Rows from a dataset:
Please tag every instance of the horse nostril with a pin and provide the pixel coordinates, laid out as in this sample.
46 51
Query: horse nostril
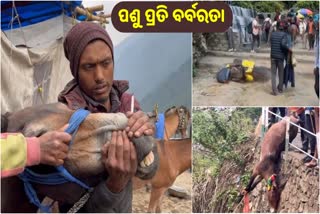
148 160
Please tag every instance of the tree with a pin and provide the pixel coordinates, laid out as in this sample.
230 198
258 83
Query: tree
312 5
262 6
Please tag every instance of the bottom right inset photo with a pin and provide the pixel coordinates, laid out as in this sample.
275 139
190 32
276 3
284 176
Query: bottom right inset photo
255 159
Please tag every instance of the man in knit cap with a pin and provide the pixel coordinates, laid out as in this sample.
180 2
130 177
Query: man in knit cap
89 49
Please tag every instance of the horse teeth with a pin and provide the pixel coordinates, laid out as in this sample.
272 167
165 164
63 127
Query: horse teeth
148 160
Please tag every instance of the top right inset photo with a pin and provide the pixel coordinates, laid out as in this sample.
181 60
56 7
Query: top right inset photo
268 57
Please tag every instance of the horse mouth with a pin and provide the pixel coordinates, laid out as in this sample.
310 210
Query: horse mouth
148 160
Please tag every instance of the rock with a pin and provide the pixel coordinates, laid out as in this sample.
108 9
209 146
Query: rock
300 210
178 192
303 198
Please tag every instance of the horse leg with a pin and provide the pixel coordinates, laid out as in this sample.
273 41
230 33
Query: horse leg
155 199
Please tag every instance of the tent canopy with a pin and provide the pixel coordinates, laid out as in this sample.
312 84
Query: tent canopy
32 12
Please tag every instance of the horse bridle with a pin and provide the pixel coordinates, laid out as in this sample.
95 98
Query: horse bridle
182 114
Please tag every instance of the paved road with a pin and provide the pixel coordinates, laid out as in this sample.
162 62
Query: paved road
208 92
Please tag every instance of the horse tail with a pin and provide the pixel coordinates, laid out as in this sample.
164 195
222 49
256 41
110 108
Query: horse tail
4 122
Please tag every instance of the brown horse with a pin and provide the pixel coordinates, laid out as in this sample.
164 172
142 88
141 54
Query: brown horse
267 168
293 31
175 158
176 120
84 157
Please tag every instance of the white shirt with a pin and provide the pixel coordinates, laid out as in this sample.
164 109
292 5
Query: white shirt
255 31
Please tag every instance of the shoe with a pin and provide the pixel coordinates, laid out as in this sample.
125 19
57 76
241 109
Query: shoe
311 164
303 149
306 159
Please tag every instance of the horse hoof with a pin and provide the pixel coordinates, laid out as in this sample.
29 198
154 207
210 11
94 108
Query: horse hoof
148 160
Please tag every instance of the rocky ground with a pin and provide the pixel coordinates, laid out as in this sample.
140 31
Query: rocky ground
221 193
169 204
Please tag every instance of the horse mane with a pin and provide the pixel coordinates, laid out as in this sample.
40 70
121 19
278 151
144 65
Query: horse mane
4 122
170 110
268 161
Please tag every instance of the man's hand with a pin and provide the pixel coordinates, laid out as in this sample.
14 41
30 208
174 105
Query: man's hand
139 124
54 147
120 160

» STATED PROBLEM: Reproduce every one of the lines above, keeping the wording unchanged. Omit the picture from your answer.

» ANSWER IN FULL:
Please tag every instance of the horse nostril with a pin and provide the pixel coordinates, laid out as in this sample.
46 51
Query: horse nostril
148 160
Please tag every instance of the tree with a pin and provide the pixel coordinates, laid out as in this sample.
230 198
258 83
Query: tree
312 5
262 6
Please tag every instance of the bottom right inset photo with a pin and provide the pixel coordinates, laid out as in this sample.
275 139
190 32
276 3
284 176
Query: bottom right inset photo
255 159
Please tag every instance of the man in knit cap with a pin and provide the pixel coordinates, laid out as in this sample.
180 2
130 177
Query: man in knit cap
89 49
Please tag every instance of the horse teeth with a pin and provide the pixel coordinates, laid out as in this sample.
272 167
165 164
63 127
Query: horse teeth
148 160
Please tag every instance of the top right inset photo with a pin and provide the pixel coordinates, laid out as in this sample.
181 60
56 7
Query: top right inset photo
268 57
Please tag every instance of the horse mouth with a pin and provide the pixel coordinates, laid out as in this sample.
310 210
Query: horse mouth
148 160
Please tag every instance of the rock with a pin and provide the pixel coordinates, laid out as in this sample.
108 9
209 146
Query: rock
300 210
178 192
303 198
Please tag every instance of the horse leg with a pin and provide the pixel coordinates, laid out as in this sample.
273 41
230 33
Query: horse leg
155 199
Please tag every instance of the tent canopy with a pin and provide the pixel coordinates, laid out as in this sample.
312 84
Query: tent canopy
32 12
Please tag every instance of the horse bridle with a pin and provide the pixel coordinates, laid out as in this sample.
95 98
Query: horse bridle
182 114
Please tag every instance of the paved road with a pin and provide the pixel coordinates, laid out as in this sample.
162 62
Query: paved road
208 92
Please tag every instance of the horse tail with a pin and provide the pixel coordinates, laid out as in this sample.
164 195
222 49
256 41
110 108
Query: horse tail
4 122
Please tag every instance of the brown horse with a pin and provide the pixel coordinates, laid out as in this sample.
164 172
142 88
141 54
Query: brown horse
267 168
293 31
175 158
176 120
84 157
Please tag every instance of the white shirt with a pin and provide the pixel coordinates, laid out as in this sample.
164 109
292 5
Query: white shirt
255 31
Please tag every instance of the shoe with a pin and provide the pixel coordinates, laid out as in this sample.
125 19
57 76
241 109
Query: shoe
311 164
303 149
306 159
Please tag every instance of the horse hoof with a pin and provide the pixel coordinates, laid out as in this sample.
29 198
154 207
210 11
94 108
Query: horse hoof
148 160
Please tag every instance of the rocky ground with a pin and provide the pixel coordinates, laid out as in this sample.
140 31
Query: rocky ground
221 193
169 204
Please tag every instance of the horse mane with a pin and provide the pixel coordinates, laid out as in this sample.
40 70
121 19
278 151
144 65
Query: horse mane
4 122
170 110
268 161
Please tag every instance of the man's hand with a pin and provide the pixel coordinates, laid out as in this sample.
14 41
30 208
174 105
Query: man's hand
139 124
54 147
120 160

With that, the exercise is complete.